** START OF Available data **

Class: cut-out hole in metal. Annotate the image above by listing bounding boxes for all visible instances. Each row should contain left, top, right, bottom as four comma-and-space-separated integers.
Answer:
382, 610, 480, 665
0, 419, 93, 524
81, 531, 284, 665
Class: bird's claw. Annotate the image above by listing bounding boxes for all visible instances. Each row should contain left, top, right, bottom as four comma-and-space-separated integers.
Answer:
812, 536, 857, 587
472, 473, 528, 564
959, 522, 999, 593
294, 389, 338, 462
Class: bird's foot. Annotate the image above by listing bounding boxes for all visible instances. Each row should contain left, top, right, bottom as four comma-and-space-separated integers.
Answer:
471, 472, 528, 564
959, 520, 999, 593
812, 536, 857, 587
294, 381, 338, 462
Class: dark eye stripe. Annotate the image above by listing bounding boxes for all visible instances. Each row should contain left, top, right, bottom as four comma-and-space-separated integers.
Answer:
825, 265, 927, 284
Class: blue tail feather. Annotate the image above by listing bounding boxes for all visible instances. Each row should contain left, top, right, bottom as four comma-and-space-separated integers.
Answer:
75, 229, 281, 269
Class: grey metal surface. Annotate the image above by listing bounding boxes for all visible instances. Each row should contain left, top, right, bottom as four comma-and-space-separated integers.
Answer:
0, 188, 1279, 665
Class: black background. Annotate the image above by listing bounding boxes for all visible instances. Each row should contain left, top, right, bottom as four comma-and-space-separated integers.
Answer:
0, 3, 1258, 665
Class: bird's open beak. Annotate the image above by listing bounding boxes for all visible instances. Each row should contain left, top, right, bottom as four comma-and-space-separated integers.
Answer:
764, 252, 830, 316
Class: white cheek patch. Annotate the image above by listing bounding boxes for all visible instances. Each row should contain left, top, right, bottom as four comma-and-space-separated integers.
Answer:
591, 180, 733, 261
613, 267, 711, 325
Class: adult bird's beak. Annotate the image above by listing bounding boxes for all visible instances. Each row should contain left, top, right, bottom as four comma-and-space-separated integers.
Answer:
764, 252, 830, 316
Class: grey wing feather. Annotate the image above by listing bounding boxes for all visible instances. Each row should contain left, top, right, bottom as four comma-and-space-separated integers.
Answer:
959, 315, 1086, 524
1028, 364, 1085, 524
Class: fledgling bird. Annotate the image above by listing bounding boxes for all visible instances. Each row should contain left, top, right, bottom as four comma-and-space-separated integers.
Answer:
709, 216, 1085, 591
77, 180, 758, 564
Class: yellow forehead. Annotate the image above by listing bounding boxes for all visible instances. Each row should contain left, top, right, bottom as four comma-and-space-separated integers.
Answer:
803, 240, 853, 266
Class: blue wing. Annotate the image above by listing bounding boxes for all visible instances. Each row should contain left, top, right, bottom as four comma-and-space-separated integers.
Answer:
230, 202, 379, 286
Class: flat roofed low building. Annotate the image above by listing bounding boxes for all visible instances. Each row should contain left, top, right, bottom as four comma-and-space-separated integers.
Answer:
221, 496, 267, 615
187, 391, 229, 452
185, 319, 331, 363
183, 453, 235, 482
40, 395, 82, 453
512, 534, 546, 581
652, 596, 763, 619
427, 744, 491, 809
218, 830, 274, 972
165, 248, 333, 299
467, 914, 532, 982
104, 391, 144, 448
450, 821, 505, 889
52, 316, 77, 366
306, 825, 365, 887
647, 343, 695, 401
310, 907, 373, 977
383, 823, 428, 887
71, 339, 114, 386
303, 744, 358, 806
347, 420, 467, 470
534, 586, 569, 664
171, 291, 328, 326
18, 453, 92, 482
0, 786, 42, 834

** END OF Available data **

**Written exercise:**
Retype each of the records above line for line, with no changes.

**Output for this task:**
Class: cut-out hole in metal. Annotate the image above by listing bounding boxes for all visible instances. Each row should contain left, top, right, bottom as four comma-and-space-separated integers.
Answer:
382, 610, 480, 665
0, 419, 93, 524
81, 531, 284, 665
Class: bird's claw. Annotate the image above by listing bounding boxes for all visible instances. Each row should contain left, top, right, bottom as four comma-and-space-separated integers.
Answer:
812, 536, 857, 587
472, 473, 528, 564
959, 522, 999, 593
294, 389, 338, 462
Class: bird's foot. Annotate the image above by listing bounding boxes for all visible instances. Each row should contain left, top, right, bottom as four comma-and-space-separated integers.
Answer:
471, 472, 528, 564
959, 520, 999, 593
812, 536, 857, 587
294, 381, 338, 462
Class: dark eye stripe. Annotate the image above by listing bounding boxes for all visible instances. Each row should contain left, top, right, bottom as four comma-and-space-separated integers.
Answer:
825, 265, 927, 284
Class: blue tail feather. Annotate the image above by listing bounding boxes for all visible instances. Each row should contain left, top, right, bottom as four comma-and-space-separated integers.
Answer:
75, 229, 281, 269
Class: grey metal surface. Annotate the image above by listing bounding boxes for all visible instances. Each row should contain left, top, right, bottom as four comma-and-space-separated integers.
Answer:
0, 188, 1279, 665
Class: black background. Annotate the image above by listing bounding boxes for all visible instances. Each row should contain left, top, right, bottom as four comma-and-space-separated integers.
Answer:
0, 3, 1258, 665
Class: bird's open beak. Annotate the image above by listing bounding boxes for all visible instances. Each row should contain left, top, right, bottom as four comma-and-space-separated integers.
Answer:
764, 252, 830, 316
Class: white cheek patch. Annotate the image above by listing bounding boxes for all visible instances. Each row should contain left, top, right, bottom as four comma-and-space-separated integers.
Answer:
591, 180, 733, 261
613, 267, 711, 325
Class: adult bird's beak. Annotate the image above by listing bounding boxes for all visible instances. Each row should contain left, top, right, bottom as four comma-and-space-separated integers.
Answer:
764, 252, 830, 316
Class: grey wing feather. Annotate the image above by listing bounding boxes for all visible instances. Each row should contain left, top, right, bottom as four comma-and-space-separated integers.
Answer:
959, 315, 1086, 524
1028, 364, 1085, 524
Class: fledgling bird. Annotate the image above by listing bounding boxes for all visible instances. Each row should contain left, top, right, bottom as four comma-and-space-separated integers.
Answer:
709, 216, 1085, 591
77, 180, 758, 564
Class: yellow forehead. Annotate the image above by listing bounding boxes for all visible instances. Each row should contain left, top, right, bottom as four comma-and-space-separated integers.
Answer:
803, 240, 853, 266
Class: blue wing. Annotate the image above by listing bounding boxes for all visible instances. Each row should contain left, top, right, bottom as four comma-and-space-separated integers.
Answer:
230, 202, 379, 286
Class: flat roofed low building. Annotate the image above by listing bounding boxes for all visible instances. Each row should contain left, top, right, bottom as four comma-and-space-separated integers.
Answer:
221, 496, 267, 615
187, 391, 229, 452
185, 319, 331, 363
183, 453, 235, 482
40, 395, 82, 453
512, 534, 546, 581
652, 596, 763, 619
427, 744, 491, 809
218, 830, 274, 972
165, 248, 333, 299
467, 914, 532, 982
104, 391, 144, 448
450, 821, 505, 889
52, 316, 77, 366
306, 825, 365, 887
647, 343, 695, 401
310, 907, 373, 977
383, 823, 428, 887
71, 339, 114, 386
303, 744, 358, 806
347, 420, 467, 470
534, 586, 569, 664
171, 291, 328, 326
18, 453, 92, 482
0, 786, 42, 834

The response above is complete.